- [Exercise goal]:
Going down the listing below, print exactly each line from the one with "Where can you see the skin" up to and including the one with "Where can you see the human", and skip the rest.

- [Supplied material]:
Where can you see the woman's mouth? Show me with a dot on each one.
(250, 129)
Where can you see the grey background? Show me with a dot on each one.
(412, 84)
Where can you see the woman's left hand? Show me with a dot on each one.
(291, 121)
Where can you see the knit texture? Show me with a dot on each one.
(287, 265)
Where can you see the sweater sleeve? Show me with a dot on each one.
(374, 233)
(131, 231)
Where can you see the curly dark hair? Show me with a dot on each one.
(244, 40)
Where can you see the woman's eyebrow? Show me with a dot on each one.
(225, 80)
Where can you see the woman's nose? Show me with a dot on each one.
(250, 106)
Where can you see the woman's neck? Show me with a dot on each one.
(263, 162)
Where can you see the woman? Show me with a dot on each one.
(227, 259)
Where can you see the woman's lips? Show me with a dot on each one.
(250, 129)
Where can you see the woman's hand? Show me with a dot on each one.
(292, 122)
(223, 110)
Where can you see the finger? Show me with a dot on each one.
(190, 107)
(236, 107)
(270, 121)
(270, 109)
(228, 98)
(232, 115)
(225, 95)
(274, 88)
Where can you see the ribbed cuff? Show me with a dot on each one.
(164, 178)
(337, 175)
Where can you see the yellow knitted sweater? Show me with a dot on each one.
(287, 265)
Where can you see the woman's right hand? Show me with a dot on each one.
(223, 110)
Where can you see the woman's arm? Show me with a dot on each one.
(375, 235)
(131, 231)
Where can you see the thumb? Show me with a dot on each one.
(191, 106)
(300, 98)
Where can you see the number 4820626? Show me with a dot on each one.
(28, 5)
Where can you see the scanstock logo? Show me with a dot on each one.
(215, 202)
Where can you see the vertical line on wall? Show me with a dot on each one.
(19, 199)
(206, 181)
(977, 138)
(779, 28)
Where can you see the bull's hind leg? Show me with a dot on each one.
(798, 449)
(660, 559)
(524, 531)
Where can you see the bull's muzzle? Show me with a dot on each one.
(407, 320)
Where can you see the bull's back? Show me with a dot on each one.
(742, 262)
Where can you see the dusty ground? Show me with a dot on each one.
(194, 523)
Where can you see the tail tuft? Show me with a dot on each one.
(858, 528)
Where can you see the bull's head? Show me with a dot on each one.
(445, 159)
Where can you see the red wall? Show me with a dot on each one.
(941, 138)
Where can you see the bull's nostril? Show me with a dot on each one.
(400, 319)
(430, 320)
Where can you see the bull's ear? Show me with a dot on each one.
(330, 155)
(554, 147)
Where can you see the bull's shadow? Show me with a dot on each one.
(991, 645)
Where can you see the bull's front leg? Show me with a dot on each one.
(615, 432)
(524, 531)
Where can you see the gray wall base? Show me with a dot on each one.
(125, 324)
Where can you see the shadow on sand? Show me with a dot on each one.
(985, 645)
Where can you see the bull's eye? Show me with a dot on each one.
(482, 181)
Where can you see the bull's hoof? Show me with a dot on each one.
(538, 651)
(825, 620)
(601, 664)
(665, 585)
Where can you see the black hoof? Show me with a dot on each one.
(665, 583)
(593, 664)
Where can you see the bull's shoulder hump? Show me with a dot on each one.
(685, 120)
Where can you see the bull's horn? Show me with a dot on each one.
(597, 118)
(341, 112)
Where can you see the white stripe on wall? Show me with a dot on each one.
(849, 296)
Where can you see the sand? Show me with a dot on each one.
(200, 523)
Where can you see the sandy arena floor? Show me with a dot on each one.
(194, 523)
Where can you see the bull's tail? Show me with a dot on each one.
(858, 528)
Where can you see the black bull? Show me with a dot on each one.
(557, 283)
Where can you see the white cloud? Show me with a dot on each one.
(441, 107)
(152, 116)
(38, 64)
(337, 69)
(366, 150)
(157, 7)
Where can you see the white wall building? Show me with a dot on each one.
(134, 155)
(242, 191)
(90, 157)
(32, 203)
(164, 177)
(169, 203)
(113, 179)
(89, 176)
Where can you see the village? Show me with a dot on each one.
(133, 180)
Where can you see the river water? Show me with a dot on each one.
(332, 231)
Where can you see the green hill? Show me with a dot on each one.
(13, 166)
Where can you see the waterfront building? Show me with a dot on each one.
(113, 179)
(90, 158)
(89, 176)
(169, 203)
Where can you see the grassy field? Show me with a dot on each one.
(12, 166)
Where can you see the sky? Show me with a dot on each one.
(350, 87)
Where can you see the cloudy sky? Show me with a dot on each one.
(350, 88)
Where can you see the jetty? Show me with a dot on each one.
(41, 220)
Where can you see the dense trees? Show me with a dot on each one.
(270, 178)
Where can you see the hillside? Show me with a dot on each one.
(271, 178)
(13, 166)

==

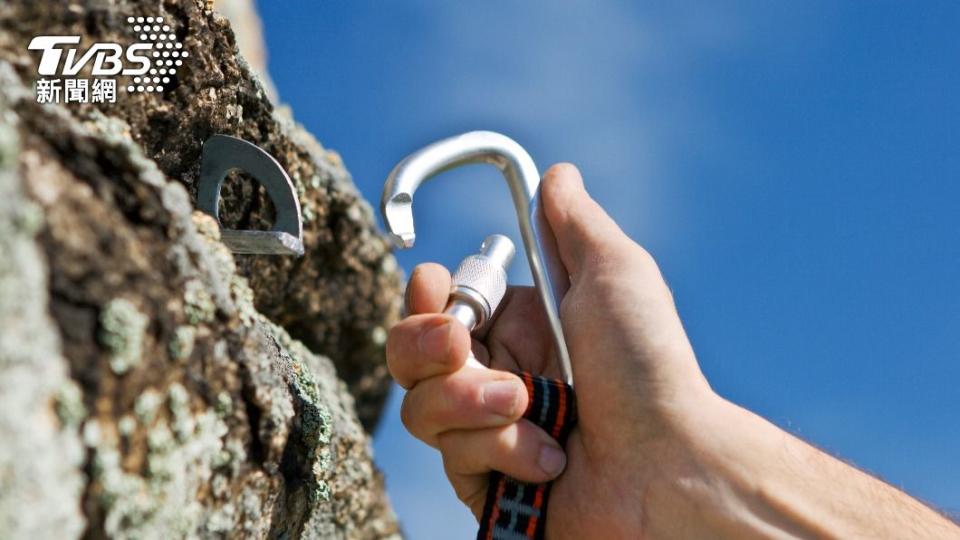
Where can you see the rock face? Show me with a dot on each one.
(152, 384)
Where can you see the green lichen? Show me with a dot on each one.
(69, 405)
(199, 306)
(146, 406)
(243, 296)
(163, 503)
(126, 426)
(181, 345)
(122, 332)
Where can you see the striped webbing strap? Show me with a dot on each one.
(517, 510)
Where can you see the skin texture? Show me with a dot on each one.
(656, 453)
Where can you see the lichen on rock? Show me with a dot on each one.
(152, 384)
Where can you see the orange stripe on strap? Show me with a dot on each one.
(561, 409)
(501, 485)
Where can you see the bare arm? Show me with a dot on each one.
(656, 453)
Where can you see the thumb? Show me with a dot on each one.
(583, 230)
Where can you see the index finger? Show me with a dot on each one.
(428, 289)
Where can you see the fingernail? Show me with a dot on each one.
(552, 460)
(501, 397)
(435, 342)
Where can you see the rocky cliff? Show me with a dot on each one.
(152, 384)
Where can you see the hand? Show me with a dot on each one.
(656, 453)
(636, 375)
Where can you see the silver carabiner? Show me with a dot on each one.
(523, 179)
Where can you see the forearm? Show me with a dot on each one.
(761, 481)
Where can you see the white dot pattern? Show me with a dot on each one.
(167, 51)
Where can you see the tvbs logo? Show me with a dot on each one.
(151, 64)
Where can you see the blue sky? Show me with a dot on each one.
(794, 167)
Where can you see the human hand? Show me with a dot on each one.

- [Output below]:
Where can you see the skin texture? Show me with a dot on each one.
(656, 453)
Where can you see the lichen on rock? Show me with a dot on each one.
(152, 384)
Where can you see the orange stripe on strap? Show me with a dot on each one.
(561, 409)
(501, 485)
Where can you see the bare arm? Show me with a dot on each one.
(656, 453)
Where can you see the thumb? Show me with a dot on each one.
(583, 230)
Where can you see the index finger? Show me with a dot on each one.
(428, 289)
Where can you see the fingernail? Show me with a dot on each one.
(552, 460)
(501, 397)
(435, 342)
Where can you see the rocky cliff? Show me with a dot on each one.
(152, 384)
Where can you see the hand? Show me with a dot on each one.
(656, 453)
(636, 375)
Where can you see the silver carabiner? Show me with a dot on each one.
(523, 179)
Where can you see the forearm? Show me with a dot on each one.
(761, 481)
Where can you see the white dot pattern? Show me with a dot on each one.
(167, 51)
Where can you see the tvbs logo? Show me with a dot on each one.
(151, 64)
Where can you see the blue sky? Show me with a dot on each one.
(794, 167)
Where can you see the human hand? Show me with a dot on each one.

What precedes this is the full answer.